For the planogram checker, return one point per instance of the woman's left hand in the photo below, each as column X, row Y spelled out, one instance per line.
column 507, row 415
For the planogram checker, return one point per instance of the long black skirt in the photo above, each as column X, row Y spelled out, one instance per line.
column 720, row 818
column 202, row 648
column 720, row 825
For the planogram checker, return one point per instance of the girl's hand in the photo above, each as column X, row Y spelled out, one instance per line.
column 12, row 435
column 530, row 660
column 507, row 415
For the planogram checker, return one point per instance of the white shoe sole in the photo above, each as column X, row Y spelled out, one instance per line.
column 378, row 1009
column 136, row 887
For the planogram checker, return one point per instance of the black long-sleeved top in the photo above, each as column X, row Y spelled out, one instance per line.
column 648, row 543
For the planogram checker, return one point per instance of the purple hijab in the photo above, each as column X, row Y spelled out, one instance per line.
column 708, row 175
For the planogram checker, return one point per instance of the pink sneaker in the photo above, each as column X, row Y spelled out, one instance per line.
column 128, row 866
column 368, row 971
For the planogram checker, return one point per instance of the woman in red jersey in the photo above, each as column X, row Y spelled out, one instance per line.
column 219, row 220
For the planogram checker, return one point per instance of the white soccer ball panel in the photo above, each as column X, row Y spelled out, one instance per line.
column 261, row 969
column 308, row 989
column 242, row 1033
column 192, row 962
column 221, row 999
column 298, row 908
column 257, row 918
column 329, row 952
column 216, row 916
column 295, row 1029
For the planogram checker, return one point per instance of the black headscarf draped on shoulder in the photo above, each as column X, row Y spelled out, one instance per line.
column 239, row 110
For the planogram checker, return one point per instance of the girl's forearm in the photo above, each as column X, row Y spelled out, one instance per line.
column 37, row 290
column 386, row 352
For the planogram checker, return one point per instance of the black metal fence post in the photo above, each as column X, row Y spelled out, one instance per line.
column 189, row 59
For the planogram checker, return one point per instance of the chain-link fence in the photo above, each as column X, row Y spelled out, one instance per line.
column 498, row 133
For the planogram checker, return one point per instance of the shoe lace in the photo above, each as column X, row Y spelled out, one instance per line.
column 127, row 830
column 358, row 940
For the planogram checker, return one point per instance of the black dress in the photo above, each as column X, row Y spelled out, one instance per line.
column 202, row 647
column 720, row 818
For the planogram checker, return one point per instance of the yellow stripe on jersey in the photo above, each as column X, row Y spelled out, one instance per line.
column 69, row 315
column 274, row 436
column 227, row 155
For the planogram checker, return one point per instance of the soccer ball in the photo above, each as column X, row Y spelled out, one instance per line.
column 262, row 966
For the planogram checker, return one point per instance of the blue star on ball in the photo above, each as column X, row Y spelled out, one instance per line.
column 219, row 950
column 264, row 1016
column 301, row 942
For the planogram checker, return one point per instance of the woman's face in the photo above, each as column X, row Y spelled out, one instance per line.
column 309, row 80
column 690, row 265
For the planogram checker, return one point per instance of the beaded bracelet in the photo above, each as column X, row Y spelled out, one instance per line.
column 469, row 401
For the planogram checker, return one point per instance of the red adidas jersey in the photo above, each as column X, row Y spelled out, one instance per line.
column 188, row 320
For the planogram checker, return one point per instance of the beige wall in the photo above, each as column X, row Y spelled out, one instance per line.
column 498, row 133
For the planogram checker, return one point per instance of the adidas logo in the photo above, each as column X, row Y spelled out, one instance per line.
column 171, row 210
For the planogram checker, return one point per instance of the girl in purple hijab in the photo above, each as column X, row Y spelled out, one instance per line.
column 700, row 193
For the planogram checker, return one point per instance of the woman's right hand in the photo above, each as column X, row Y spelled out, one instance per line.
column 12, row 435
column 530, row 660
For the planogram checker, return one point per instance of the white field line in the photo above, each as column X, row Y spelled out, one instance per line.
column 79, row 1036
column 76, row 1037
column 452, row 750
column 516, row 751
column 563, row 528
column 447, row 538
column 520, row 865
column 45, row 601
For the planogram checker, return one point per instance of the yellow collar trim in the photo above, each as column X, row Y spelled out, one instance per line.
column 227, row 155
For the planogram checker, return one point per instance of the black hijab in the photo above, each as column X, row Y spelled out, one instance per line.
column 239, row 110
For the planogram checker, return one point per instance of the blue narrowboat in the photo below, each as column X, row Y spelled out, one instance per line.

● **Goal of the exercise**
Return all entries exactly.

● **Exercise output**
For the planogram checker, return one point per instance of the woman's left hand in the photo below, each as column X, row Y spelled out, one instance per line.
column 507, row 415
For the planogram checker, return one point per instance of the long black skirt in the photo above, each as column X, row Y spelled out, one instance per line.
column 720, row 818
column 202, row 648
column 720, row 825
For the planogram checker, return one point per instance of the girl's hand in the photo above, each as column X, row Y spelled out, one instance per line.
column 12, row 435
column 530, row 660
column 507, row 415
For the planogram checker, return one point per instance of the white shoe sole in the photo above, each as column X, row Y spelled out, one instance per line.
column 378, row 1009
column 136, row 887
For the planogram checker, return one point per instance of the black long-sleeved top in the photo above, each as column X, row Y spelled out, one instance per line.
column 648, row 543
For the planogram checker, return one point per instance of the purple hijab in the photo above, each as column X, row Y spelled out, one instance per line.
column 708, row 175
For the planogram checker, return one point per instance of the pink sneaker in the photo above, each as column X, row Y spelled out, one instance per line.
column 128, row 866
column 368, row 971
For the planogram checker, return one point per instance of the woman in red jersey in the photo above, each as column X, row Y spelled out, one instance per line.
column 219, row 220
For the planogram checker, return one point per instance of the white soccer ball panel in the photo above, each as column X, row Y spelled out, one instance per line.
column 261, row 969
column 308, row 989
column 242, row 1033
column 192, row 962
column 221, row 999
column 298, row 908
column 257, row 918
column 329, row 952
column 216, row 916
column 295, row 1029
For the planogram checker, return one point per instance of the black headscarf draped on shoulder in the photo above, each as column X, row Y spelled out, one instance per line.
column 239, row 110
For the planogram checker, return one point per instance of the girl's forearm in the photo above, each as column X, row Y spelled out, one instance per line.
column 37, row 290
column 386, row 352
For the planogram checker, return one point per instance of the black metal fence post in the photo above, each as column X, row Y spelled out, one instance per line.
column 189, row 59
For the planogram checker, return one point per instance of the chain-link fence in the photo above, each as column X, row Y spelled out, one instance per line.
column 498, row 133
For the planogram checker, return one point per instance of the shoe lace in the photo above, each as column X, row Y spelled out, one instance per line.
column 127, row 830
column 358, row 940
For the planogram checker, return one point per instance of the black dress in the photo above, each as column X, row Y spelled out, one instance per line.
column 202, row 647
column 720, row 818
For the planogram checker, return one point per instance of the yellow stripe on jersey in the photo above, each as column X, row Y spelled out, one instance per line.
column 69, row 315
column 274, row 436
column 227, row 155
For the planogram checker, return one point per instance of the soccer ball in the photo above, each as column X, row Y spelled out, one instance per line.
column 262, row 966
For the planogram checker, return one point per instance of the blue star on ball in the photo above, each as column X, row Y spelled out, one instance per line.
column 219, row 950
column 264, row 1016
column 301, row 942
For the planogram checker, return one point per instance of the woman's face in the photo above, each as column X, row Y spelled out, one instance per line.
column 309, row 80
column 690, row 265
For the planogram checker, return one point per instance of the beaded bracelet in the photo above, each as column X, row Y spelled out, one instance per line.
column 469, row 401
For the planogram checker, return one point per instance of the red adidas jersey in the photo above, each as column X, row Y spelled out, one instance per line.
column 188, row 320
For the planogram checker, return one point per instance of the beige wall in the photo above, each as column X, row Y spelled out, one instance per line.
column 498, row 133
For the planogram checker, return one point per instance of the adidas logo in the photo above, each as column X, row Y spelled out, one instance per line.
column 171, row 210
For the planogram checker, return one point per instance of the girl in purple hijab in the photo above, each as column X, row Y spelled out, one instance per line.
column 700, row 193
For the planogram checker, return one point per instance of the woman's right hand in the photo above, each as column X, row Y spelled out, one instance per line.
column 12, row 435
column 530, row 660
For the planogram checker, return one point per instance of the white field line in the photo above, each as column X, row Y spelled out, one instance per line.
column 79, row 1036
column 76, row 1037
column 452, row 750
column 516, row 751
column 563, row 528
column 447, row 538
column 520, row 865
column 45, row 601
For the planogram checker, return one point per instance of the yellow collar trim in the photo above, each as column X, row Y spelled out, one instance per line.
column 227, row 155
For the planogram checker, return one point per instance of the black hijab in the photo above, each as column X, row Y spelled out, one instance per line.
column 239, row 110
For the planogram checker, return one point per instance of the blue narrowboat in the photo below, each as column X, row Y spelled out, one instance per line.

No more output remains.